Starting at the line with "Point to the red" in it, reproduce each line below through the last one, exactly, and include nothing else.

[Data records]
---+---

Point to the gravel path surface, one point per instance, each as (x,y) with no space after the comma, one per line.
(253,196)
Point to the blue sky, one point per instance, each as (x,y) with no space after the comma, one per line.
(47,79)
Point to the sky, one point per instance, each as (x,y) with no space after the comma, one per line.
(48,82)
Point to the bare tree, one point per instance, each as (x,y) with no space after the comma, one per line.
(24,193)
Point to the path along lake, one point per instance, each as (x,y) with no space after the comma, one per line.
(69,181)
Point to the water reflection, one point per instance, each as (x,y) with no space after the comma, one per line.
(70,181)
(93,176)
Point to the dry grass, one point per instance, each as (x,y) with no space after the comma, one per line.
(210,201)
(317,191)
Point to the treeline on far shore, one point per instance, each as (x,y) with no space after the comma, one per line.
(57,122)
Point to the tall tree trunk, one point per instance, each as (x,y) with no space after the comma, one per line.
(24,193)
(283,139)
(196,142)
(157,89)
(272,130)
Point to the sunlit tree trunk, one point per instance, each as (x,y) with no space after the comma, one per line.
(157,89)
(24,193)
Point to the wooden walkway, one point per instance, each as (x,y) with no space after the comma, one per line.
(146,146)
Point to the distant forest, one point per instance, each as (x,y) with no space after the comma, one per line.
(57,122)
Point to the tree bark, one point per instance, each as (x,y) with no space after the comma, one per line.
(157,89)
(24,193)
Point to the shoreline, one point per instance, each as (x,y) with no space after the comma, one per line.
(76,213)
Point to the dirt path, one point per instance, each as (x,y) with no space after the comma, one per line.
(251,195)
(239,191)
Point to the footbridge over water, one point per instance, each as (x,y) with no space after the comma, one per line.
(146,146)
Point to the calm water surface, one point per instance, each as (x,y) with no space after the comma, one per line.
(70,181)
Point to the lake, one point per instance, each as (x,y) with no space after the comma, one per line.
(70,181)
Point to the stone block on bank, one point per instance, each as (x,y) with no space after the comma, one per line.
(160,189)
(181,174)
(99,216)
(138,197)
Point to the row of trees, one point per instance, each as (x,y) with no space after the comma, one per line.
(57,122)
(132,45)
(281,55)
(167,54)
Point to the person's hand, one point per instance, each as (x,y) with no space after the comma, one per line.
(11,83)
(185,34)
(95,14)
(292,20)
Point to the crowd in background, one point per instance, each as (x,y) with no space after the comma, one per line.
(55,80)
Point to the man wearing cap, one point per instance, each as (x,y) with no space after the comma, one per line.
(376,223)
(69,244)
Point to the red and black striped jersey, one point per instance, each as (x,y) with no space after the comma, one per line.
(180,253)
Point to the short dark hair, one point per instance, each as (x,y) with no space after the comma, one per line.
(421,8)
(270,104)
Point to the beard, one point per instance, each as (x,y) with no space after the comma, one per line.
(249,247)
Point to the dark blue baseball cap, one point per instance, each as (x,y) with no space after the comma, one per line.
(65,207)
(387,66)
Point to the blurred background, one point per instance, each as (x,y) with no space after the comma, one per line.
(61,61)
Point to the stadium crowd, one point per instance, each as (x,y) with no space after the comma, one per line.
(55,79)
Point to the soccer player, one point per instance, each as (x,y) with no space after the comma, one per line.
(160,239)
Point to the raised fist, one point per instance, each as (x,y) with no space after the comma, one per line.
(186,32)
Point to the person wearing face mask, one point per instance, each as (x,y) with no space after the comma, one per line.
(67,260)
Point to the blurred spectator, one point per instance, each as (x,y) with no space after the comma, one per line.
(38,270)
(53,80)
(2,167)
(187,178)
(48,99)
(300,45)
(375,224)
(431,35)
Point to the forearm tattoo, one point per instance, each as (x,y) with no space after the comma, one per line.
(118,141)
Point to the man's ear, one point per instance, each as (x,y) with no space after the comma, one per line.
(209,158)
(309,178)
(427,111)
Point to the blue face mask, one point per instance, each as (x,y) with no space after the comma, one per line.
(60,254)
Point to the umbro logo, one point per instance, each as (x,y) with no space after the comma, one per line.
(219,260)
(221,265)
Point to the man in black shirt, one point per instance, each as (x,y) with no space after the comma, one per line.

---+---

→ **Final result**:
Point to the red and black striped jersey, one point per instance, each as (x,y) with no space after the comma, one per line.
(180,253)
Point to the short dark hair, one point per instance, each as (x,y) with no space after the comma, one per line.
(421,8)
(270,104)
Point to the beard, one point per instance, each as (x,y) with no space after the comma, one per line.
(249,247)
Point to the dark blue baseball cap, one point per instance, each as (x,y) with no space after the comma, one per line.
(65,207)
(387,66)
Point to the blurred background, one point per instance, each as (x,y) with no space after the comma, one per line.
(61,61)
Point to the stadium crowd, one point per instance, each as (x,y) with no space after the comma, one per line.
(55,79)
Point to the soccer player, one point per instance, each as (x,y) with no space after the comma, one per line.
(160,239)
Point to the raised fist, one point per instance, each as (x,y) with no space after the comma, one per line.
(186,32)
Point to the person wearing face mask, one point per instance, each as (x,y) with no space after the comma, one per line.
(67,260)
Point to the blurred spectator, one point per instance, each as (x,y) with no space after the comma, one per line.
(38,270)
(53,80)
(2,167)
(187,178)
(48,99)
(300,45)
(375,224)
(431,35)
Point to the forearm tattoo, one point per instance, each as (x,y) with no space after the comma, one per line.
(118,141)
Point to the man's ear, one point per instance, each as (x,y) with no space after the comma, one per line.
(209,158)
(309,178)
(427,111)
Point to the blue face mask, one point per instance, each as (x,y) with no space after the comma, one per line.
(60,254)
Point to the umbro logo, one point per instance, each as (x,y) with no space after the comma, one per line.
(219,260)
(221,265)
Point to the man in black shirt, one point per instance, each as (x,y) with no space after the comma, one per line.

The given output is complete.